━━ EXCERPTED TEXT

For the seminar on the 2nd of December at 4 pm Robin Xu invited Leif Ludwig (MDC/BIH) to talk about his research. If you are interested in joining write an e-Mail to compcancer at charite dot de to receive the zoom link.
From human lineage tracing to mitochondrial genetics.
Abstract:
Somatic mutations enable lineage and clonal tracing of human cells to reconstruct cellular population dynamics. Here, I will review our efforts to leverage somatic mitochondrial DNA mutations and single-cell multi-omics for studying clonal dynamics in human malignancies, as well as in the innate immune system and more broadly hematopoiesis. Further, I will discuss how mitochondrial genetic variation contributes to cellular heterogeneity and human phenotypes, including in the immune system and cancer. For example, we reveal pathogenic variants to be selected against in T cell subsets, suggestive of distinct metabolic vulnerabilities of human immune cells.
Bio:
Leif S. Ludwig graduated with a Master of Science (Diploma) and PhD (Dr. rer. nat.) in Biochemistry from the Freie Universität Berlin and MD from the Charite Universitätsmedizin Berlin. During his PhD he worked in the laboratory of Harvey Lodish at the Whitehead Institute for Biomedical Research, functionally investigating how human genetic variation affects human traits and phenotypes, in particular in the context of congenital blood disorders. During his postdoc in the laboratories of Aviv Regev and Vijay Sankaran at the Broad Institute of MIT and Harvard he established single-cell sequencing approaches leveraging natural mitochondrial sequence variation to enable the clonal tracing of human cells in a physiologic human context. In November 2020, he started his Emmy Noether research group at the Berlin Institute of Health at Charité and Berlin Institute for Medical Systems Biology at the MDC, where he and his team develop and apply single-cell technologies to investigate fundamental properties of mitochondrial genetics and stem cell dynamics in human hematopoiesis.

━━━━
━━ DATASET EXTRACT

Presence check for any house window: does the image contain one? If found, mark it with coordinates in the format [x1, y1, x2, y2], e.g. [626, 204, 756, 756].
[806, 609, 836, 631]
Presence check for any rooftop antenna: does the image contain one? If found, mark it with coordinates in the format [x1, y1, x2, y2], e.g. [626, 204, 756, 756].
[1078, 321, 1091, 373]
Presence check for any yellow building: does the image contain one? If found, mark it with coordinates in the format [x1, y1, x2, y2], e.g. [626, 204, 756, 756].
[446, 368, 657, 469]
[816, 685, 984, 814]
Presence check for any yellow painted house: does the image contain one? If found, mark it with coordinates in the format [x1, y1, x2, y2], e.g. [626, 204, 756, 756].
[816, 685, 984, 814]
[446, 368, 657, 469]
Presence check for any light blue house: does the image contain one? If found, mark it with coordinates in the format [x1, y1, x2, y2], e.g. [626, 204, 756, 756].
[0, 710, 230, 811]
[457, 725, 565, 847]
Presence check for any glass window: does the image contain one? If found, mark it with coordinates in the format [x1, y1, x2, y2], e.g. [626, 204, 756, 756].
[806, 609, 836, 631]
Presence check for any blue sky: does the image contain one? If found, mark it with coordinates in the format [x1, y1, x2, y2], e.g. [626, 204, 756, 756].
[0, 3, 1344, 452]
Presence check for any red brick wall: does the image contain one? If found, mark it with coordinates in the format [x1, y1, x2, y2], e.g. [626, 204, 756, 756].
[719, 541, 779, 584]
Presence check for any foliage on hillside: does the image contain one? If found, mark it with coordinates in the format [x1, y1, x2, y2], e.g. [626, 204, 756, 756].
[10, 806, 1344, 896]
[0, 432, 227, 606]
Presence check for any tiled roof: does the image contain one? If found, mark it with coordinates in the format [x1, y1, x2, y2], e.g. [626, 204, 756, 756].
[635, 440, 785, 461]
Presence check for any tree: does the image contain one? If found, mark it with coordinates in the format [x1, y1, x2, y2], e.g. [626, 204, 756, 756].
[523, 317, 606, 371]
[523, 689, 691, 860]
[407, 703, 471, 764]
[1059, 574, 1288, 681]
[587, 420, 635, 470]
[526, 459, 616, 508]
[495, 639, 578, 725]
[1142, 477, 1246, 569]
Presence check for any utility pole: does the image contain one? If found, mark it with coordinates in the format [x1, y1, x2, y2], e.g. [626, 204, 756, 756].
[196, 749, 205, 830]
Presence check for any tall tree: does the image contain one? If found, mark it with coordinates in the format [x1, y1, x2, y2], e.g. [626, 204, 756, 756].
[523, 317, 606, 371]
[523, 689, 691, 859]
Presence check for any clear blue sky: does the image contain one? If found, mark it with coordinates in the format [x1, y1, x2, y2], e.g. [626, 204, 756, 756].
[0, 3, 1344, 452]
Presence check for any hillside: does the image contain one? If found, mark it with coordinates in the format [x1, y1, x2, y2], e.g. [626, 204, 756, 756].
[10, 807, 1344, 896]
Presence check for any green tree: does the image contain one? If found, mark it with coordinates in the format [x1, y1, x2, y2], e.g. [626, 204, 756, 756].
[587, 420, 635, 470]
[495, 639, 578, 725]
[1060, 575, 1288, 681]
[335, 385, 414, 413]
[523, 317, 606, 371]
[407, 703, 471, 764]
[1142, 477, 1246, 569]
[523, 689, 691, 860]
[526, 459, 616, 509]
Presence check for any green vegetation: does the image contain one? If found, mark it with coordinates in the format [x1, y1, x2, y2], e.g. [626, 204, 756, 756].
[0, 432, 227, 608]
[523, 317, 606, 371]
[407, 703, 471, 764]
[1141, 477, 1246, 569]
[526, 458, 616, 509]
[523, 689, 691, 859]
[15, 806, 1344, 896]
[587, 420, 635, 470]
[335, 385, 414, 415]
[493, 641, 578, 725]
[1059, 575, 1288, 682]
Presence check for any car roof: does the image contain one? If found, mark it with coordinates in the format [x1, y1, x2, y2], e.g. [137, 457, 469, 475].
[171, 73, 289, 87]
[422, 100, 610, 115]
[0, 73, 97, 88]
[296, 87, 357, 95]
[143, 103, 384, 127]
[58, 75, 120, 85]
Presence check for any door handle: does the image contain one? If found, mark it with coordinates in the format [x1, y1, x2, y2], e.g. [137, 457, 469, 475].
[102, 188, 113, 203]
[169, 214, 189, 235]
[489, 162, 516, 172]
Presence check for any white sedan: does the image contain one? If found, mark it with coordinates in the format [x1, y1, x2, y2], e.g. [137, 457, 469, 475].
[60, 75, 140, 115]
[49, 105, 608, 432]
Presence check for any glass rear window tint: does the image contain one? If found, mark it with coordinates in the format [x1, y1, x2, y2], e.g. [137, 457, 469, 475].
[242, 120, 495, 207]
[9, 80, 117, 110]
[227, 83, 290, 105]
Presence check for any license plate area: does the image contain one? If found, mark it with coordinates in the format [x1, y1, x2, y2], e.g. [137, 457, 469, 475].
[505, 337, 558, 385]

━━━━

WORK ORDER A
Retype the seminar announcement from "From human lineage" up to and including "human immune cells.".
WORK ORDER B
In the seminar announcement, in which laboratory did Leif Ludwig work during his PhD?

EXPECTED OUTPUT A
From human lineage tracing to mitochondrial genetics.
Abstract:
Somatic mutations enable lineage and clonal tracing of human cells to reconstruct cellular population dynamics. Here, I will review our efforts to leverage somatic mitochondrial DNA mutations and single-cell multi-omics for studying clonal dynamics in human malignancies, as well as in the innate immune system and more broadly hematopoiesis. Further, I will discuss how mitochondrial genetic variation contributes to cellular heterogeneity and human phenotypes, including in the immune system and cancer. For example, we reveal pathogenic variants to be selected against in T cell subsets, suggestive of distinct metabolic vulnerabilities of human immune cells.

EXPECTED OUTPUT B
He worked in the laboratory of Harvey Lodish at the Whitehead Institute for Biomedical Research.